**DATA SHOWN:**
- - -

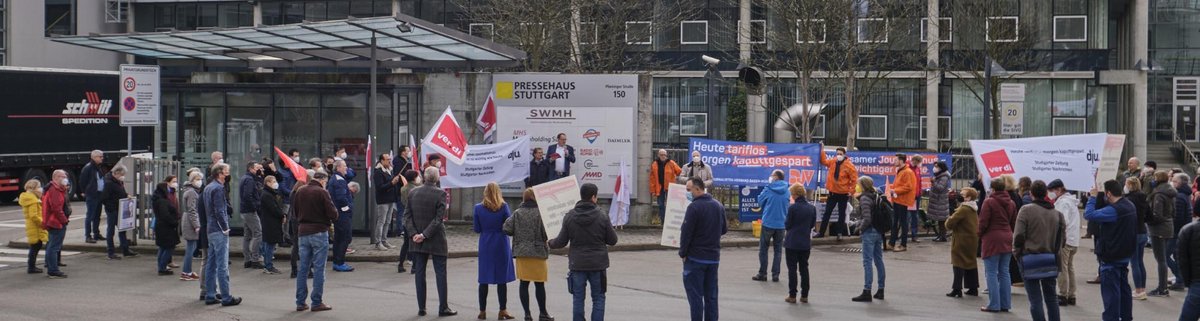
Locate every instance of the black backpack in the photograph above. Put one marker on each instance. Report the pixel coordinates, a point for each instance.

- - -

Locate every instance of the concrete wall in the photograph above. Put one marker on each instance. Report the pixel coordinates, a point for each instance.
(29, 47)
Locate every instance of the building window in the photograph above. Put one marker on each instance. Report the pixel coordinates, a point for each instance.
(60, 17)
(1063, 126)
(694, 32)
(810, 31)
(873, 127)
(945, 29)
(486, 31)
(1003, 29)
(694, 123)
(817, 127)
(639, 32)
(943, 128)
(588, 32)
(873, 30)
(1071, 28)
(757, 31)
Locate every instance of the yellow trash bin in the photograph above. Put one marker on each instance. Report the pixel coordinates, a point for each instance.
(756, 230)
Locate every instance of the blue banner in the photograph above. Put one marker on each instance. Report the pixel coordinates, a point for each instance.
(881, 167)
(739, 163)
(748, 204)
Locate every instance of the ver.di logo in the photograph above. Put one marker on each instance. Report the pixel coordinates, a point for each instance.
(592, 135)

- - -

**EXERCISE TASK:** Pick out and copy each line of the material above that contains the word "blue".

**THE REPLY:**
Locate every instance of the blue banner in the photograph above. Put one marker on each instance. Report the pixel coordinates, a point for each instance.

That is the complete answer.